A study conducted by our colleagues at the Insurance Information Institute (Triple-I) and by the Casualty Actuarial Society found that legal system abuse and related litigation trends contributed to between $231.6 billion and $281.2 billion in increased liability insurance losses over the past decade.
That elicits a WOW from me. We've all been aware of social inflation for years now, and I've certainly read (and published) a lot about third-party litigation funding and new tactics by plaintiffs lawyers, but I had no idea the dollars involved were that large.
Let's take a look at the report — and at some ways the insurance industry can fight back.
I won't be a total cheerleader for the insurance industry here. We all know that insurance policies are complex, that legal disagreements occur, and that insurers can be in the wrong. Sometimes, they deserve to be sued and deserve to lose. But the treatment of insurance lawsuits as an asset class that can be packaged and sold to big money investors, the use of AI to blanket insurers with claims and overwhelm their legal departments.... Those sorts of tactics, for me, cross the line into abuse.

****************************************

**Problem to work on:** Please carry the piece on legal system abuse and rising liability insurance losses forward from its final sentence.

**Data for analysis:**
****************************************

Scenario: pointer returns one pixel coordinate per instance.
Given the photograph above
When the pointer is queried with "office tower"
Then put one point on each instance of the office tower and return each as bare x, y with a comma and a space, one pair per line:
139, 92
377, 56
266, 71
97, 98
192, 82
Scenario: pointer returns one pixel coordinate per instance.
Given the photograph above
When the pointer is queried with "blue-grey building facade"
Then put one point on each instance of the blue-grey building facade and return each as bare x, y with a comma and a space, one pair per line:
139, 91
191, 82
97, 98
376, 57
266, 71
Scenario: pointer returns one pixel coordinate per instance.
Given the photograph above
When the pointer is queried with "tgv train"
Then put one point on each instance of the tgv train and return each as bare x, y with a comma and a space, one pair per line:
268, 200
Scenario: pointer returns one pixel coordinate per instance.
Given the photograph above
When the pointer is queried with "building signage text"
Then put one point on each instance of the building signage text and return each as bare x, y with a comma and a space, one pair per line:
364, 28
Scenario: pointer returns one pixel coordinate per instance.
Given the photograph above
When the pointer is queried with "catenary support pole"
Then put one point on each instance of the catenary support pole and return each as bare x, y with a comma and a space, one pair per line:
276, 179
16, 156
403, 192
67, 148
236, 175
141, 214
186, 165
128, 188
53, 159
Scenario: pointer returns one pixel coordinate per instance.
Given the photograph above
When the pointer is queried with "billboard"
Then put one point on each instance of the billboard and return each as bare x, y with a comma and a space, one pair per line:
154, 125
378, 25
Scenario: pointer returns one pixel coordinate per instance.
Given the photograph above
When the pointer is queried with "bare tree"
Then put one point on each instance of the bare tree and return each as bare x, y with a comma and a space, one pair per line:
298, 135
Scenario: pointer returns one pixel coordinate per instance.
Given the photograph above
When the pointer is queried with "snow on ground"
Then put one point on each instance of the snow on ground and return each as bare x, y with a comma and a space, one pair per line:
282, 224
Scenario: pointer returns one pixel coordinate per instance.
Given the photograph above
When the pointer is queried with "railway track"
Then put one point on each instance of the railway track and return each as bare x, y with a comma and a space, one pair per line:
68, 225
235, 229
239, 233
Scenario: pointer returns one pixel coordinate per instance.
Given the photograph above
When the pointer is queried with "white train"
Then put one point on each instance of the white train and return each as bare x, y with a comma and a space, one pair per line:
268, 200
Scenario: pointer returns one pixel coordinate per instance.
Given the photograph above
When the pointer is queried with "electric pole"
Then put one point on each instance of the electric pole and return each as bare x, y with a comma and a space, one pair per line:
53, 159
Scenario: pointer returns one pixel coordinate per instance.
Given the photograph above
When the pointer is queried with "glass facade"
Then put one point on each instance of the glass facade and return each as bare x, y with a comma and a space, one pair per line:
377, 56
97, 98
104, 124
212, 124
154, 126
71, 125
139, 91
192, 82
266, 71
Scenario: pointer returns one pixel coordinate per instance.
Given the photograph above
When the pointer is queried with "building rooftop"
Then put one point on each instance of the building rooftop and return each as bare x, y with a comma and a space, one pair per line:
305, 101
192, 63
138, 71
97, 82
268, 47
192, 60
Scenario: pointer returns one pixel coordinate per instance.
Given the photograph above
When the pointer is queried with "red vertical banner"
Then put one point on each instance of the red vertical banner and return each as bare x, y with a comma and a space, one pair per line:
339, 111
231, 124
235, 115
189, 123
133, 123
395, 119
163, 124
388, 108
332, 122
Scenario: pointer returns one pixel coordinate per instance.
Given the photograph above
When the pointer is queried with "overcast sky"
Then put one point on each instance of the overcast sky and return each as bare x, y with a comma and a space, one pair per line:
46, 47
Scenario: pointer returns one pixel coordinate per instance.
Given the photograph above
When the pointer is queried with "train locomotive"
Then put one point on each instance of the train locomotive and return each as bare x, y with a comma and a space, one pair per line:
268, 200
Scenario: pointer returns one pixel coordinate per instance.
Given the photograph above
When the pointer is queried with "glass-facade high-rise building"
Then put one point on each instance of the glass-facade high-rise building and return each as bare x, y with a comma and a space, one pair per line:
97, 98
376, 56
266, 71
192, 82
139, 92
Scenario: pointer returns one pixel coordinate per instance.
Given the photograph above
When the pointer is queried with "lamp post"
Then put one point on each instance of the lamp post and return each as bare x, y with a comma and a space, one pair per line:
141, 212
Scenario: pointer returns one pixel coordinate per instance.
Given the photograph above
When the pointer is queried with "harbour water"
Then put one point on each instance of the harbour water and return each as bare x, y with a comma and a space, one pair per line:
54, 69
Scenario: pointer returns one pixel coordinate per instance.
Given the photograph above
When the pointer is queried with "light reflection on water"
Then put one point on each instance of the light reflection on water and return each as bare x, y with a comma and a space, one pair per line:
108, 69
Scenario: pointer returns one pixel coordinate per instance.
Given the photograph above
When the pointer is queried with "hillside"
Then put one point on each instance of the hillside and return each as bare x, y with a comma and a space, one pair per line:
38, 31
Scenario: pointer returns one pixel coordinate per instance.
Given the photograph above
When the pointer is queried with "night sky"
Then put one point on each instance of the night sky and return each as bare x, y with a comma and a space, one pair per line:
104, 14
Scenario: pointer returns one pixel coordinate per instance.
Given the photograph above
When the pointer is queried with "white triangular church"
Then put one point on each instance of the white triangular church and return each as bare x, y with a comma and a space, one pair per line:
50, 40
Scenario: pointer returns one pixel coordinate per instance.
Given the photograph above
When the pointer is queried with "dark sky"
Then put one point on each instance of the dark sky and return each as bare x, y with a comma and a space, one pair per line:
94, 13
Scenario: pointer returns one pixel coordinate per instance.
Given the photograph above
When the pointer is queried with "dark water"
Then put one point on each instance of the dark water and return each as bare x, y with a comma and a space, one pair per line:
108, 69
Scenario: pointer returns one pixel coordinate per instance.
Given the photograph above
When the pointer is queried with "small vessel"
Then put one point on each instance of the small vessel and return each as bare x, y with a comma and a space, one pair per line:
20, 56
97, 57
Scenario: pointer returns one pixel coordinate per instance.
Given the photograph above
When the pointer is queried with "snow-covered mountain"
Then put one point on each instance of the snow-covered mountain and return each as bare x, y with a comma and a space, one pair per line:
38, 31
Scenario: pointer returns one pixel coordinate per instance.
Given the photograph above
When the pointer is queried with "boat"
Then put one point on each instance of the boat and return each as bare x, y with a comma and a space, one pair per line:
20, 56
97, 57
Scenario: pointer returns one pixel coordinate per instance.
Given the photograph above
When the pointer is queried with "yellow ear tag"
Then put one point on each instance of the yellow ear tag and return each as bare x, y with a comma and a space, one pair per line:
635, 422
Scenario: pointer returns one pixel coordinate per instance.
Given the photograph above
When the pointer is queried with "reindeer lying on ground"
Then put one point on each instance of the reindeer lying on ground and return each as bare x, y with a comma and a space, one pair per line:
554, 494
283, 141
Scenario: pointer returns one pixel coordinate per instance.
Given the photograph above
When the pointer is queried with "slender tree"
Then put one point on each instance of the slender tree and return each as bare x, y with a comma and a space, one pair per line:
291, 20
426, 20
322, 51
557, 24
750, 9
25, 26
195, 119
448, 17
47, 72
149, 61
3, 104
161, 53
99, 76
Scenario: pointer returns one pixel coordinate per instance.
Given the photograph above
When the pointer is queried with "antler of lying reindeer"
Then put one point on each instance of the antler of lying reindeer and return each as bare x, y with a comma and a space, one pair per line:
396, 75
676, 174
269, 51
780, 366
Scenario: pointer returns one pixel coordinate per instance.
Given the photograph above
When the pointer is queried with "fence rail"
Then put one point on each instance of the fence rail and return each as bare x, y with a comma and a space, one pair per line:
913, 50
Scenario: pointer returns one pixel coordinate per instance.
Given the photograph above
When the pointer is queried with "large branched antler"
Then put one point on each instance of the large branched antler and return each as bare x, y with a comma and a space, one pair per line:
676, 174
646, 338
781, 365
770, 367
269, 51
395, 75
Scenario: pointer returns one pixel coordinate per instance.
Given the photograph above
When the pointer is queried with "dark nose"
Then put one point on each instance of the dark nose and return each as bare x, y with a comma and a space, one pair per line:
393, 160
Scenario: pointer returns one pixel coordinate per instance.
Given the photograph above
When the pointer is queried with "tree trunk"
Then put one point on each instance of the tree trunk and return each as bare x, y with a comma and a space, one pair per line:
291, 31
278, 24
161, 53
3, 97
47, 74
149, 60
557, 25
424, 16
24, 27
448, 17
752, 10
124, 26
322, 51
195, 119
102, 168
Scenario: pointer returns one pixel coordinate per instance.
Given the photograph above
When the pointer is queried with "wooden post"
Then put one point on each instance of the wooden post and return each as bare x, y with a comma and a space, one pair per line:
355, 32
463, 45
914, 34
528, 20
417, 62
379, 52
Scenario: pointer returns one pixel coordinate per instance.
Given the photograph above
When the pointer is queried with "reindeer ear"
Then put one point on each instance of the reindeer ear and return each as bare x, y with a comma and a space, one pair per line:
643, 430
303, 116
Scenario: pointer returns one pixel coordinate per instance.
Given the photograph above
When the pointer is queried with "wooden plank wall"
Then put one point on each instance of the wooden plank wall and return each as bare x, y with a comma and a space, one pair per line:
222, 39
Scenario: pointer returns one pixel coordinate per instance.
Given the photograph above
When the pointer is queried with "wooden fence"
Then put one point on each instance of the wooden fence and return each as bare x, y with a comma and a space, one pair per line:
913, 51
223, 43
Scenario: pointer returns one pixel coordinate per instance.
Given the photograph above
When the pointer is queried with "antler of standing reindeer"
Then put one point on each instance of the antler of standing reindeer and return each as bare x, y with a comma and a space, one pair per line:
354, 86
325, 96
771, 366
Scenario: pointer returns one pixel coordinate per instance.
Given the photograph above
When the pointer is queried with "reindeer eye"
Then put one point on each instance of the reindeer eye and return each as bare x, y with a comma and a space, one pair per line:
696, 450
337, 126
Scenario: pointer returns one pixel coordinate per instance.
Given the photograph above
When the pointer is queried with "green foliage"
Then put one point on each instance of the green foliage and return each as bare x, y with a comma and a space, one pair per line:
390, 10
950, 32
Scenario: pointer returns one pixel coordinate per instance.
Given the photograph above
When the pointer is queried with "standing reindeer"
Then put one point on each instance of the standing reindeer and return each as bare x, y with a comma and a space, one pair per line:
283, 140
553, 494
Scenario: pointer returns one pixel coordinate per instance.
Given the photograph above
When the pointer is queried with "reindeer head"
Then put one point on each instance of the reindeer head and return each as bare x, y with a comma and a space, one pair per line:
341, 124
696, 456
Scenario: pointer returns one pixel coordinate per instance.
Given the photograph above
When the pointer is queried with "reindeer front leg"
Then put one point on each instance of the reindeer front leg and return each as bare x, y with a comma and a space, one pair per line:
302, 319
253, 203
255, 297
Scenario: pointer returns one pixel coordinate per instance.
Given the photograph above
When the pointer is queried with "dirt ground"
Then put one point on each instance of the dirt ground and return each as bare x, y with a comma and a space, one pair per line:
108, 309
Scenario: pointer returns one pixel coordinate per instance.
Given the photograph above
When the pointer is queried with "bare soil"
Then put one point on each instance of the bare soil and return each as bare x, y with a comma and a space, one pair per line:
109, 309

****************************************

**Written answer:**
The report, Increasing Inflation on Liability Insurance – Impact as of Year-End 2024, found that "rising jury awards, litigation financing and evolving legal dynamics have driven higher claims costs and defense expenses" that have increased insurers' claims costs far beyond what economic inflation would lead you to expect. By category, the findings are:
- Personal Auto Liability: Legal system abuse and inflation increased losses and defense and cost containment by $91.6 billion–$102.3 billion, or 8.7%–9.7% of booked losses.
- Commercial Auto Liability: $52 billion–$70.8 billion, or 23%–31% of booked losses.
- Other Liability – Occurrence: $83.4 billion–$103.3 billion, or 27%–34% of booked losses.
- Product Liability – Occurrence: $4.6 billion–$4.8 billion, or 27%–28% of losses and DCC.
- Total: $231.6 billion - $281.2 billion
Claim severity, not frequency, is driving the rise in costs. "While the number of claims has generally declined, the average cost per claim has soared," the report says.
Those increased costs translate, of course, into higher premiums, so it's not just insurers who are losing. The broad population of policyholders is, too.
What can be done?
In the long term, the sort of work that the Triple-I is doing to highlight abuses feels like the answer. Getting state legislatures to require the disclosure of third-party litigation financing, for instance, would go a long way toward changing public perception. Suits against insurers have historically been seen as little guy versus deep pockets. Increasingly, though, the kind of third-party money being thrown into lawsuits means the contests are between big money and insurers struggling to keep premiums reasonable— a hot issue especially in the wake of COVID's disruptions and now in the face of hefty tariffs. The change in perception could influence juries that otherwise would be inclined to award "nuclear" verdicts against insurers.
In the short term, insurers can also use data analytics, including AI, to fight back, in ways laid out in four articles that Taylor Smith and John Burge have published with ITL in the past two years.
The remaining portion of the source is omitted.